→ TEXT EXCERPT
+---+
The endothelial cell migration assay was performed as described previously (15). Each substance was tested in quadruplicate in each experiment, and all experiments were repeated at least twice. VEGF (R&D Systems, Minneapolis, MN) was used as a positive control at a concentration of 100 pg/ml. The inhibitors of angiogenesis were used at the following concentrations in the migration assays: (a) all trans-RA (1 μm); (b) recombinant IFN-α (50 IU/ml); (c) PEDF (0.4 nm); (d) DI-TSPa (0.5 nm); (e) TNP-470 (1.5 nm); and (f) ENDO (3 nm). Optimal concentrations for VEGF and the six inhibitors were determined previously by dose-response experiments (data not shown).

In Vivo Tumor Studies.

Lewis lung carcinoma cells were injected into the s.c. tissue of female 3–4-week-old nu/nu mice (Charles River Laboratories) at a final concentration of 107 cells in 0.1 ml. One group of mice was given s.c. injections of ENDO (2.5 or 20 mg/kg/day), DI-TSPa (20 or 30 mg/kg/day), and TNP-470 (10 or 30 mg/kg/day), respectively. In vivo maximal and IC50s of each drug were determined in previous dose-response curve experiments (data not shown). A second group of mice was treated with a combination of ENDO and DI-TSPa, ENDO and TNP, and TNP-470 and DI-TSPa. A control group of mice was treated with PBS under the same conditions. Tumor growth was monitored over a period of 15 days by measurement with a caliper, and tumor volumes were calculated.

Determination of in Vivo Microvessel Densities.

Formalin-fixed, paraffin-embedded tissue from each tumor was generated to quantify differences in vessel densities. MVD was assessed with the technique described previously (16) using biotin-conjugated rat antimouse CD-31 antibody (PharMingen, Los Angeles, CA). Results were expressed as the highest number of microvessels observed at 200× in the “hot spot” region of each individual tumor.

Global Expression Profiling of Antiangiogenic Agents.

To begin to define the global gene expression profiles of various inhibitors of angiogensis, HMVECs were treated with either ENDO, a synthetic analogue of fungal protein (TNP-470), DI-TSPa, PEDF, RA, or IFN-α. RNA was isolated, labeled with 33P, and used to probe nylon filters containing a total of 9184 genes (5295 named and 3889 ESTs). Of these, 326 genes were significantly modulated with a ≥3-fold induction or repression.

To test the hypothesis that it is possible to predict synergistic antiangiogenic activity based on gene expression profiling, we first created an empirical model that related the modulation of gene expression to the various physiological states induced by the agent. To globally describe relationships among the different agents through the corresponding transcriptomes without losing the experimental information contained in the high-dimensional database, we first performed a PCA. PCA reduces the dimensionality of complex data and displays the structure of sample interactions on a reduced space. The dimensional reduction is obtained through a linear transformation explained by a matrix, whose columns are the PCs (or the coordinates in the reduced space) of the data set and whose rows are the agents. We used the first three PCs, globally explaining ∼70% of the total variance, to project and group the six samples in a three-dimensional space. The PCA clustering of samples demonstrates that the six agents have a substantial separation, and four major groups can be identified (Fig. 1). In particular, ENDO and PEDF are largely separated from each other and from the remaining agents, whereas the couples TNP-DI-TSPa and IFN-RA tend to form two closely related clusters. These clustering results demonstrate four distinct expression patterns among the six inhibitors of angiogenesis and suggests that some of the inhibitors may act in a similar fashion. In addition, one might predict that inhibitors with different expression patterns would act by biologically divergent mechanisms.
+---+
Dataset excerpts
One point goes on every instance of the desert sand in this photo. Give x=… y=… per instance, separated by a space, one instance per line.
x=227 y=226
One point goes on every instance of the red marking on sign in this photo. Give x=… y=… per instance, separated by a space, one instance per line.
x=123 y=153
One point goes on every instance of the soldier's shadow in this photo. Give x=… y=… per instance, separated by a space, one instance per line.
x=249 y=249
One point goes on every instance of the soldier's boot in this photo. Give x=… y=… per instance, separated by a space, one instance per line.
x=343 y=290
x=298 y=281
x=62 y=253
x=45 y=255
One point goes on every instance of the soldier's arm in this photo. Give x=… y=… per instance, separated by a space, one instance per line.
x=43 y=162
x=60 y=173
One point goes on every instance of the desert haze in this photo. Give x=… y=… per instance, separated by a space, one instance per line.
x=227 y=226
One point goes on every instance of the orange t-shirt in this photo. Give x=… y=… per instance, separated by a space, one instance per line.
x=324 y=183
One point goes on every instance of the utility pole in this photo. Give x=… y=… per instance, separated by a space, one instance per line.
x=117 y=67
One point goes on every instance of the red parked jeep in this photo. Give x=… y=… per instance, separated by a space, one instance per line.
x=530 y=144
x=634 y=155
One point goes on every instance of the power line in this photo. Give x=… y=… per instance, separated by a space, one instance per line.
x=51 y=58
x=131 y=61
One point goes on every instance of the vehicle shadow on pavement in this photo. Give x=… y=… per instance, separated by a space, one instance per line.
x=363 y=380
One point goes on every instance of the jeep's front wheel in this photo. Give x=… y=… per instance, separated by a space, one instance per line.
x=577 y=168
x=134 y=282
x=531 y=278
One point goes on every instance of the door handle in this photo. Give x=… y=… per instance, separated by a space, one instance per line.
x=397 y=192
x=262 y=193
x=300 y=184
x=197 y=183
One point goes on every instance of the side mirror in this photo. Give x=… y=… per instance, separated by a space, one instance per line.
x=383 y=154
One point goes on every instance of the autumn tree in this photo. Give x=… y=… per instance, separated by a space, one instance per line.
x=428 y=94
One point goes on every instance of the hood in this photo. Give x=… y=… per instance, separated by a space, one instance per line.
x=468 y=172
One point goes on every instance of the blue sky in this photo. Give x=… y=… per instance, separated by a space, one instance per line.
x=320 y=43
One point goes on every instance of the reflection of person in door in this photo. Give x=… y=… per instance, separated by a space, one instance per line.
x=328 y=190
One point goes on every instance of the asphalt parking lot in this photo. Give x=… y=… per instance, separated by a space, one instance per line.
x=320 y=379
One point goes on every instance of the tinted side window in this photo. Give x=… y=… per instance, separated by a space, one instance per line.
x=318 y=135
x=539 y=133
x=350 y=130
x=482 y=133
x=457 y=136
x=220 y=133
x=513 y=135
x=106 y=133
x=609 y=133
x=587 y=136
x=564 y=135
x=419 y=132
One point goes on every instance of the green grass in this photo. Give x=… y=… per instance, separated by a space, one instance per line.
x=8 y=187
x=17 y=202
+---+
→ EXERCISES TO COMPLETE
- a) In the angiogenesis text, at what concentration was VEGF used as a positive control?
- b) Please repeat the stretch of the angiogenesis text from "Formalin-fixed, paraffin-embedded tissue" through "of Antiangiogenic Agents.", word for word.

→ LIST OF ANSWERS
- a) 100 pg/ml

- b)
Formalin-fixed, paraffin-embedded tissue from each tumor was generated to quantify differences in vessel densities. MVD was assessed with the technique described previously (16) using biotin-conjugated rat antimouse CD-31 antibody (PharMingen, Los Angeles, CA). Results were expressed as the highest number of microvessels observed at 200× in the “hot spot” region of each individual tumor.

Global Expression Profiling of Antiangiogenic Agents.